[PROBLEMS AND TASKS]:
a) In the wiring text, which method does the writer tend to prefer when time, tools, or resources are not available?
b) Return the stretch of the wiring text from "In the event" through "my own markings.", copied word for word.

Part of the RYCA build process is to add 24” to the 5 wires that go from the ignition switch to the harness plug.  There are lots of ways to do this:
        1. Cut the wires somewhere, get five 2’ lengths of wire, strip the 20 ends of wire, twist ‘em together, wrap each twisted joint with electrical tape
        2. Do #1 but use some twist-on household wiring connectors for each of the ten splices.  (there’s a lot of space under the RYCA seat, eh?)
        3. Use crimp-on butt connectors
        4. Solder the ten joints and wrap each with tape
        5. Solder the ten joints and use heat shrink
        6. Solder the ten joints, staggering the joints to minimize future electrical problems, use heat shrink
        7. Find matching color and gauge wires, cut them to the new length, throw away the old wires, install new connectors on each end, in effect remanufacturing the entire bundle.

When I was a kid, I used #1, then actually used #2 on a Lambretta 150d I had in 1962.

#3 is acceptable for a RYCA, but doesn’t end up very tidy looking, especially if you don’t stagger the joints.

In the event the time, and/or tools, and/or resources are not available, I tend to prefer #6.  See the pics below.  Sorry for the fuzzy pics, but the normal camera wasn’t available and I had to use a phone camera.  

Also, my slim inventory of #14 and #18 wire didn't have matching colors, so I used what was available, and added some of my own markings.

(Shape boundary entries)
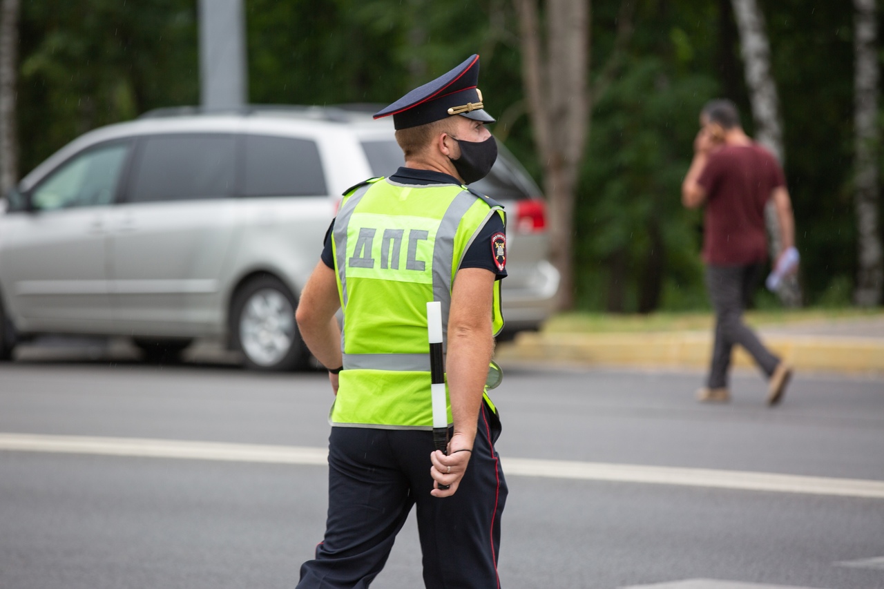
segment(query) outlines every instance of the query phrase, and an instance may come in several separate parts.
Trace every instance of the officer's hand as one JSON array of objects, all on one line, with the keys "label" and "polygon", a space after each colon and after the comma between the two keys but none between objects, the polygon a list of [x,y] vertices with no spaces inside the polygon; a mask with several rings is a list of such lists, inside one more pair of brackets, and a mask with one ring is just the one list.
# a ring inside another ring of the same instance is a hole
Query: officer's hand
[{"label": "officer's hand", "polygon": [[718,147],[718,143],[709,129],[705,126],[702,127],[700,132],[697,134],[697,138],[694,139],[694,153],[708,154],[716,147]]},{"label": "officer's hand", "polygon": [[[467,471],[469,457],[473,455],[473,440],[468,436],[455,433],[448,442],[448,455],[436,450],[430,455],[430,462],[433,463],[430,469],[430,476],[433,478],[433,490],[430,492],[433,497],[450,497],[457,492],[457,487]],[[439,485],[450,486],[448,489],[438,488]]]}]

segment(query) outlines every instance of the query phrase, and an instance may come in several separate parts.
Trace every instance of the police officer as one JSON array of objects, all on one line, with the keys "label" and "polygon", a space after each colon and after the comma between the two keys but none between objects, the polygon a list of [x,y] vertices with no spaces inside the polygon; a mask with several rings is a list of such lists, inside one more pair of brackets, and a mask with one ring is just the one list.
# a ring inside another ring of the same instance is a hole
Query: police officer
[{"label": "police officer", "polygon": [[[301,294],[298,326],[336,397],[325,537],[300,588],[368,587],[415,504],[427,587],[499,586],[507,485],[484,383],[507,237],[500,205],[467,187],[497,157],[478,72],[474,55],[375,115],[392,116],[405,165],[345,193]],[[430,301],[442,307],[446,453],[431,432]]]}]

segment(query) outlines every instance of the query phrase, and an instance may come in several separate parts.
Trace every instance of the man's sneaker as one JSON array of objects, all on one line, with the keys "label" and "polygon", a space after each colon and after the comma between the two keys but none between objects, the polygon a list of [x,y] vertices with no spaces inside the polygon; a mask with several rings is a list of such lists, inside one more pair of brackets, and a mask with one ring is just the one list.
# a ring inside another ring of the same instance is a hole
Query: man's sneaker
[{"label": "man's sneaker", "polygon": [[701,403],[726,403],[730,401],[730,393],[723,386],[721,388],[704,386],[697,389],[697,400]]},{"label": "man's sneaker", "polygon": [[786,386],[789,386],[789,379],[792,378],[792,367],[785,362],[777,364],[776,370],[771,375],[770,383],[767,386],[767,404],[776,405],[782,401],[782,395],[786,394]]}]

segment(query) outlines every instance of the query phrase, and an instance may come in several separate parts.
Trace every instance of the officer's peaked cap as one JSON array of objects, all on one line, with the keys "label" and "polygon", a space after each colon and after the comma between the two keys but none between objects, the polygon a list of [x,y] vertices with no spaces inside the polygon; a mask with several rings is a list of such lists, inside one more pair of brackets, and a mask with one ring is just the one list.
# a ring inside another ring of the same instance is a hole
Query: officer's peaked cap
[{"label": "officer's peaked cap", "polygon": [[426,125],[453,115],[493,123],[494,119],[483,110],[479,81],[479,56],[473,55],[451,72],[427,82],[405,95],[375,119],[392,115],[393,126],[407,129]]}]

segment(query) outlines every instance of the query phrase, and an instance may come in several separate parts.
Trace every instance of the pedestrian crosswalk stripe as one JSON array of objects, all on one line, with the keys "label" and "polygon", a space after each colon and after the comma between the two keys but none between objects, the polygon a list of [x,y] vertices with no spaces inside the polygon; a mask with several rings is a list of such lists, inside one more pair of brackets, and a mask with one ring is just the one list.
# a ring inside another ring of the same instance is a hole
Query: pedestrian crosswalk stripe
[{"label": "pedestrian crosswalk stripe", "polygon": [[672,583],[633,585],[621,589],[822,589],[821,587],[798,587],[792,585],[758,585],[739,581],[720,581],[713,578],[690,578]]},{"label": "pedestrian crosswalk stripe", "polygon": [[[317,466],[328,456],[324,447],[27,433],[0,433],[0,450]],[[507,476],[884,499],[884,480],[536,458],[501,463]]]},{"label": "pedestrian crosswalk stripe", "polygon": [[835,562],[840,567],[853,567],[855,569],[881,569],[884,570],[884,556],[875,558],[861,558],[858,561],[842,561]]}]

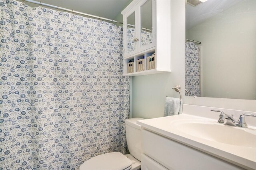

[REPLIES]:
a) Method #6: solder the ten joints, staggering them to minimize future electrical problems, and use heat shrink.

b)
In the event the time, and/or tools, and/or resources are not available, I tend to prefer #6.  See the pics below.  Sorry for the fuzzy pics, but the normal camera wasn’t available and I had to use a phone camera.  

Also, my slim inventory of #14 and #18 wire didn't have matching colors, so I used what was available, and added some of my own markings.